Data in this exercise

################

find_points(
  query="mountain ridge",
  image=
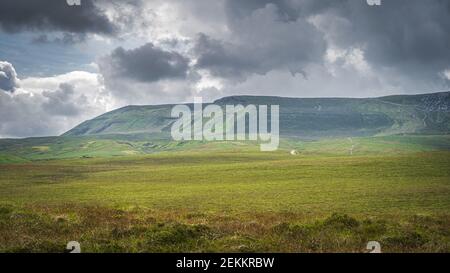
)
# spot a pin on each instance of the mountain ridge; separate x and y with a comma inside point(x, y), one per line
point(299, 117)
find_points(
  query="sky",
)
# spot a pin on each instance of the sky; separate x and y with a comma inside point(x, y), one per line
point(61, 65)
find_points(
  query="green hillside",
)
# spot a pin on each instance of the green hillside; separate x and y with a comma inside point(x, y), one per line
point(307, 118)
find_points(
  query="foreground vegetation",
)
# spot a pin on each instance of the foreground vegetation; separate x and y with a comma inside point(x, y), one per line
point(229, 197)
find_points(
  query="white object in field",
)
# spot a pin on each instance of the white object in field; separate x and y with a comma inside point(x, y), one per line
point(74, 246)
point(374, 247)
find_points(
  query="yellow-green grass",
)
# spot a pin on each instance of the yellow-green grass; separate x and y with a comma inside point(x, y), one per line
point(228, 200)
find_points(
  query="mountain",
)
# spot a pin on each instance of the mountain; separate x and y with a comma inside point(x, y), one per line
point(299, 117)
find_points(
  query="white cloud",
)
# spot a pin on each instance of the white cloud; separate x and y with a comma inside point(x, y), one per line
point(52, 105)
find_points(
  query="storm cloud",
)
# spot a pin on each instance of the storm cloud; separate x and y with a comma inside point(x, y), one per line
point(8, 77)
point(147, 63)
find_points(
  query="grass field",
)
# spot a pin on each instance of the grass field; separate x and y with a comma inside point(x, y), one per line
point(231, 198)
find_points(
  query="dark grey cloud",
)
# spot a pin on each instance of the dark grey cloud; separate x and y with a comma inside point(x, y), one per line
point(147, 63)
point(8, 77)
point(262, 40)
point(410, 36)
point(54, 15)
point(65, 39)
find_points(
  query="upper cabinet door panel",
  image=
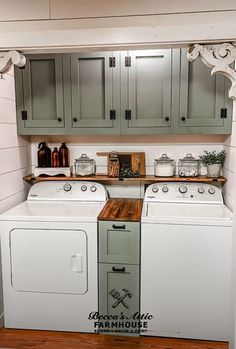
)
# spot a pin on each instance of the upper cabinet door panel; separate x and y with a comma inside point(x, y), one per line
point(202, 95)
point(43, 91)
point(148, 81)
point(92, 90)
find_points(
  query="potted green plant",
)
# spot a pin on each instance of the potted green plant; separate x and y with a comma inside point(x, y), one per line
point(213, 161)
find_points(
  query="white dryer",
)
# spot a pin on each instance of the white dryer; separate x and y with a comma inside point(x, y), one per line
point(186, 234)
point(49, 257)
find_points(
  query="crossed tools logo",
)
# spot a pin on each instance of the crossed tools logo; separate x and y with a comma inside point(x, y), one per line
point(120, 298)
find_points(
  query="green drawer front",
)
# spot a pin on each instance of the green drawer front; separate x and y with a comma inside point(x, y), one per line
point(119, 242)
point(119, 294)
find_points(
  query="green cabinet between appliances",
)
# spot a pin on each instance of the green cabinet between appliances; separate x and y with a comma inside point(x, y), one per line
point(119, 273)
point(121, 93)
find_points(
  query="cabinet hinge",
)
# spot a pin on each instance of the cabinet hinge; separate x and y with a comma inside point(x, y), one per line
point(24, 114)
point(112, 62)
point(112, 114)
point(223, 113)
point(128, 61)
point(128, 115)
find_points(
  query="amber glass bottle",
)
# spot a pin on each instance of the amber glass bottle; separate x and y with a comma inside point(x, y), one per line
point(64, 155)
point(44, 155)
point(55, 158)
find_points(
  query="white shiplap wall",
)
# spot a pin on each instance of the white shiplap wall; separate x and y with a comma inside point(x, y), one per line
point(15, 155)
point(230, 166)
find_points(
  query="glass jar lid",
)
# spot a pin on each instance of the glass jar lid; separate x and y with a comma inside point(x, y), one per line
point(189, 158)
point(84, 159)
point(164, 159)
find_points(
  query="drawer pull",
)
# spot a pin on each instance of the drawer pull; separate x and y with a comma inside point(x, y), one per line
point(118, 270)
point(118, 226)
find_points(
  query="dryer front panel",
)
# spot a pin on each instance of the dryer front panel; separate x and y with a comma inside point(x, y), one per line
point(49, 261)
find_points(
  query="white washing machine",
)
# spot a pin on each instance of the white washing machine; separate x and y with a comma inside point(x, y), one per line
point(186, 234)
point(49, 257)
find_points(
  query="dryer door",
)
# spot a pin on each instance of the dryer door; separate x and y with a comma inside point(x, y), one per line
point(49, 261)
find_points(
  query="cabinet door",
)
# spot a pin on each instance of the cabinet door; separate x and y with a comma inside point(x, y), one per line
point(43, 92)
point(203, 98)
point(119, 242)
point(93, 84)
point(146, 91)
point(119, 294)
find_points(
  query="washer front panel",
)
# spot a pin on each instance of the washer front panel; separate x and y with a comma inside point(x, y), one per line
point(49, 261)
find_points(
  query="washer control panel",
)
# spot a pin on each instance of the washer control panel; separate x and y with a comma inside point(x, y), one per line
point(183, 192)
point(68, 190)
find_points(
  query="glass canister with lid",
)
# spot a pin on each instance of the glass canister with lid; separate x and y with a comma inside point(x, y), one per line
point(84, 166)
point(189, 166)
point(164, 166)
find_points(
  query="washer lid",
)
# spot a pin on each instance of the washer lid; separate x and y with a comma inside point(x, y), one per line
point(67, 191)
point(185, 213)
point(54, 211)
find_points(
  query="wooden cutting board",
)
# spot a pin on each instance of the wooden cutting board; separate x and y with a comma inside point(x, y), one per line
point(136, 160)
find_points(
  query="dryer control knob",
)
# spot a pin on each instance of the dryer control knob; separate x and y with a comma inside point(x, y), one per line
point(155, 189)
point(201, 190)
point(183, 189)
point(84, 188)
point(67, 187)
point(211, 190)
point(165, 189)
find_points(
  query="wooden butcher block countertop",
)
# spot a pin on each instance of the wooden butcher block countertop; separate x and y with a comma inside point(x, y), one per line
point(128, 210)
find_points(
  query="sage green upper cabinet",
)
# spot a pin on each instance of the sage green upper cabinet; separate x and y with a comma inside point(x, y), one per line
point(39, 95)
point(204, 105)
point(95, 94)
point(146, 84)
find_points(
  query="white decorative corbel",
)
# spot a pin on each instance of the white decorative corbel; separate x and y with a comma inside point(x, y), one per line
point(7, 59)
point(219, 57)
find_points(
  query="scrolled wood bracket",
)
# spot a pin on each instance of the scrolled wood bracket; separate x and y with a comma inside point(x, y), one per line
point(7, 59)
point(221, 58)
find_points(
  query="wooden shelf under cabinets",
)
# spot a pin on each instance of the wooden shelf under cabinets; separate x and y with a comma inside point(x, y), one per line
point(128, 181)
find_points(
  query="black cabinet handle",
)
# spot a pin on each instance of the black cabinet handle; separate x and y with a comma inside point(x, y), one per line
point(118, 270)
point(118, 226)
point(128, 114)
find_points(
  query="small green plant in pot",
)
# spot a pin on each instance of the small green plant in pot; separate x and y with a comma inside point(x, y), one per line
point(213, 161)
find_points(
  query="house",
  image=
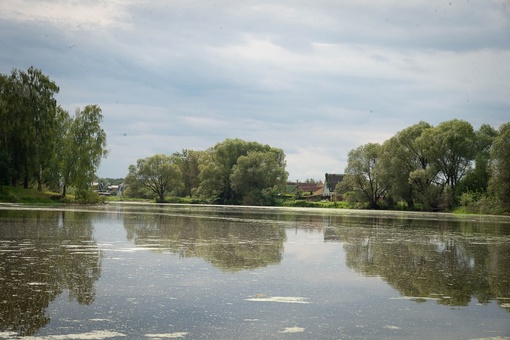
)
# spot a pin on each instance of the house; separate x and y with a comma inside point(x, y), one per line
point(306, 191)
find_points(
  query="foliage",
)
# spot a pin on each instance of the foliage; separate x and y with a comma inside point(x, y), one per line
point(83, 147)
point(159, 174)
point(259, 177)
point(221, 177)
point(39, 142)
point(28, 115)
point(499, 184)
point(433, 168)
point(188, 162)
point(364, 174)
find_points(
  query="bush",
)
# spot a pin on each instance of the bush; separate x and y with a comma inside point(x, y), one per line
point(88, 197)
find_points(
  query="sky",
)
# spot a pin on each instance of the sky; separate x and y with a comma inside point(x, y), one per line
point(313, 78)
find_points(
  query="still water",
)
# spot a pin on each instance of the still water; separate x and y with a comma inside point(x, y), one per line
point(196, 272)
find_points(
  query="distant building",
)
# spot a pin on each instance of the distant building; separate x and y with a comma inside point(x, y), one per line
point(307, 191)
point(330, 182)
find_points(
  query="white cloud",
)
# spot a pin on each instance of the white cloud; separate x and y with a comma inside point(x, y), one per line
point(68, 13)
point(315, 79)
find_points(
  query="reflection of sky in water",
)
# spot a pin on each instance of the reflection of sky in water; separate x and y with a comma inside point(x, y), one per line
point(333, 288)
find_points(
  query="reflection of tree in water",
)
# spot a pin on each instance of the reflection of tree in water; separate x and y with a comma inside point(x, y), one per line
point(42, 253)
point(450, 261)
point(231, 244)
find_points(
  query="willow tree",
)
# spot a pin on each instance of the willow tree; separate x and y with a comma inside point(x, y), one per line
point(84, 147)
point(28, 113)
point(364, 174)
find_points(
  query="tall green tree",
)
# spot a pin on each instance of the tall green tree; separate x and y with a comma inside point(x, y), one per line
point(29, 109)
point(28, 113)
point(477, 178)
point(365, 175)
point(402, 155)
point(451, 148)
point(259, 176)
point(216, 173)
point(499, 184)
point(189, 165)
point(83, 147)
point(159, 173)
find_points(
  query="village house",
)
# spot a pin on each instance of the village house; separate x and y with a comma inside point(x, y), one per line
point(316, 191)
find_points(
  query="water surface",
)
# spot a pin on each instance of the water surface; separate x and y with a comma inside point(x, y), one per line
point(197, 272)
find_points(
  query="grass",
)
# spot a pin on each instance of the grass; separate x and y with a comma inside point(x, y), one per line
point(9, 194)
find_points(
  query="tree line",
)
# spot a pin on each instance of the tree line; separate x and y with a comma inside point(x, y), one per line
point(231, 172)
point(41, 144)
point(433, 168)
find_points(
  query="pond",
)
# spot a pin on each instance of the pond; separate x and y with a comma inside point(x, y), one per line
point(128, 271)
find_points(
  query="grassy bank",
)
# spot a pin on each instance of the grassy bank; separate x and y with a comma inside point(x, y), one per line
point(10, 194)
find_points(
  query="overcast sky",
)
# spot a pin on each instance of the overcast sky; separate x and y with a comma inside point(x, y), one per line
point(314, 78)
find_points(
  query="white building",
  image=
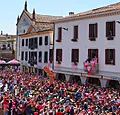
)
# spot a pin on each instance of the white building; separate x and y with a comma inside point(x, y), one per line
point(88, 34)
point(35, 40)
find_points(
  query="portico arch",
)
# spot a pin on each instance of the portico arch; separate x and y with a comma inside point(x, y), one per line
point(113, 84)
point(75, 78)
point(61, 77)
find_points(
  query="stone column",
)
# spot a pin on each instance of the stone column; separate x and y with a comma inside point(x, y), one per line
point(103, 82)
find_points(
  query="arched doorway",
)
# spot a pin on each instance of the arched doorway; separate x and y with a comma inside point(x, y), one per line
point(61, 77)
point(93, 81)
point(75, 79)
point(113, 84)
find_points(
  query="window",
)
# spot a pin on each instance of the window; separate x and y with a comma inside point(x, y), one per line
point(51, 55)
point(59, 33)
point(22, 55)
point(45, 57)
point(92, 53)
point(58, 54)
point(40, 56)
point(22, 42)
point(46, 40)
point(35, 42)
point(92, 30)
point(26, 42)
point(26, 56)
point(75, 32)
point(40, 40)
point(110, 29)
point(75, 55)
point(110, 56)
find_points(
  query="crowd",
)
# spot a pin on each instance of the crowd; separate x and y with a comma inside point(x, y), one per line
point(25, 94)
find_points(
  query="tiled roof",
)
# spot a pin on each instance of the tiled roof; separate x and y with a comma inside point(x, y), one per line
point(43, 18)
point(111, 7)
point(43, 26)
point(7, 36)
point(43, 22)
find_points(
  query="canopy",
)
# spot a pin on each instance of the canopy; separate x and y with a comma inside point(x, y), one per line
point(14, 61)
point(2, 62)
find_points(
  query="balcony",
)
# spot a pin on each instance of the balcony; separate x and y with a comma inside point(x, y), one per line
point(92, 39)
point(58, 40)
point(93, 68)
point(74, 39)
point(110, 38)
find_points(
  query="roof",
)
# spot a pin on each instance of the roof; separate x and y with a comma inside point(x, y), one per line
point(3, 36)
point(42, 22)
point(43, 18)
point(41, 26)
point(104, 9)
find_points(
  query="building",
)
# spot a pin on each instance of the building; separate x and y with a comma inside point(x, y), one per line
point(94, 33)
point(7, 46)
point(35, 40)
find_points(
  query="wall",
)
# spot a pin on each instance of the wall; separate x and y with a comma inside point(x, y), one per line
point(84, 44)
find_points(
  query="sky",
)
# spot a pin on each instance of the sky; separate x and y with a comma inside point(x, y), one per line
point(10, 9)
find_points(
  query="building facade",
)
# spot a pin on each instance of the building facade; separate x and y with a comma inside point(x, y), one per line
point(87, 35)
point(35, 41)
point(7, 46)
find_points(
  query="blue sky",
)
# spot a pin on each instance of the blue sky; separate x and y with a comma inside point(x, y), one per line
point(10, 9)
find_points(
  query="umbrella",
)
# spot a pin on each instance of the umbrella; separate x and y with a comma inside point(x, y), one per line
point(14, 61)
point(2, 62)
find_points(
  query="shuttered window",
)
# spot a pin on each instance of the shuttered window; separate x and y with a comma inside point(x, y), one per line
point(40, 56)
point(45, 57)
point(92, 53)
point(46, 40)
point(59, 33)
point(110, 56)
point(26, 56)
point(75, 32)
point(22, 55)
point(110, 29)
point(59, 54)
point(40, 41)
point(93, 30)
point(22, 42)
point(51, 55)
point(75, 55)
point(26, 42)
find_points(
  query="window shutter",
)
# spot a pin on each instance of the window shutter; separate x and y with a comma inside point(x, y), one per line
point(106, 56)
point(107, 29)
point(113, 28)
point(96, 30)
point(59, 33)
point(72, 58)
point(51, 54)
point(75, 32)
point(89, 53)
point(60, 55)
point(77, 51)
point(56, 54)
point(113, 56)
point(90, 30)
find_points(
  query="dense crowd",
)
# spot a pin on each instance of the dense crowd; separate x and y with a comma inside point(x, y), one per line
point(25, 94)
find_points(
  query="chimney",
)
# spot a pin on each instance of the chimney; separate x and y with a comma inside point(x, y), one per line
point(1, 32)
point(18, 19)
point(33, 15)
point(71, 13)
point(25, 7)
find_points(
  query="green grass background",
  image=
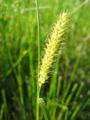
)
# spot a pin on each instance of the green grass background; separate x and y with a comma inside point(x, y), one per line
point(67, 93)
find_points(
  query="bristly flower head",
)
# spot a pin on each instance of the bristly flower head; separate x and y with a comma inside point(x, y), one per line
point(52, 47)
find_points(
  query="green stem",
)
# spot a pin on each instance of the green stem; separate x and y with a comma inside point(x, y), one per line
point(38, 30)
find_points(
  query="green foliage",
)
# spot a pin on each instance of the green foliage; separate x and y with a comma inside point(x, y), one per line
point(66, 96)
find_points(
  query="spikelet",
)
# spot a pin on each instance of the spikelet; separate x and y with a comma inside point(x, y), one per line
point(52, 47)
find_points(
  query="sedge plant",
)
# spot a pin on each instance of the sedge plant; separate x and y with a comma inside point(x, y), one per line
point(52, 47)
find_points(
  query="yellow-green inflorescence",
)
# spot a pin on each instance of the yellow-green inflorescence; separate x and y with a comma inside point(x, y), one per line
point(52, 47)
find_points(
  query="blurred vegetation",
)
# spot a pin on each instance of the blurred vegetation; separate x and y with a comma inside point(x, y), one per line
point(67, 93)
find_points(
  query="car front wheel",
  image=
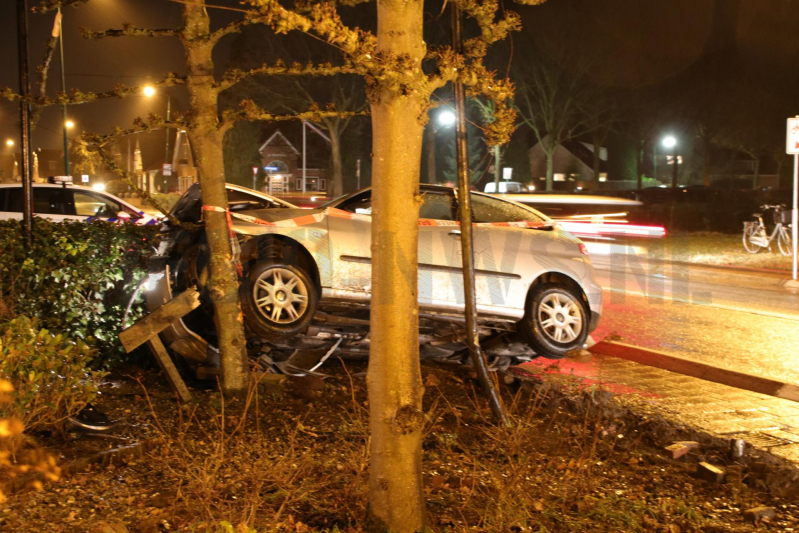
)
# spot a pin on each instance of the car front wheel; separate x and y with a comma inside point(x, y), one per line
point(556, 320)
point(279, 299)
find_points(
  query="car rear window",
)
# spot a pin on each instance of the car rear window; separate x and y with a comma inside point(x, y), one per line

################

What the exercise asks
How many lines in the items above contain the string "hillside"? Reply with the number only.

Worked answer
2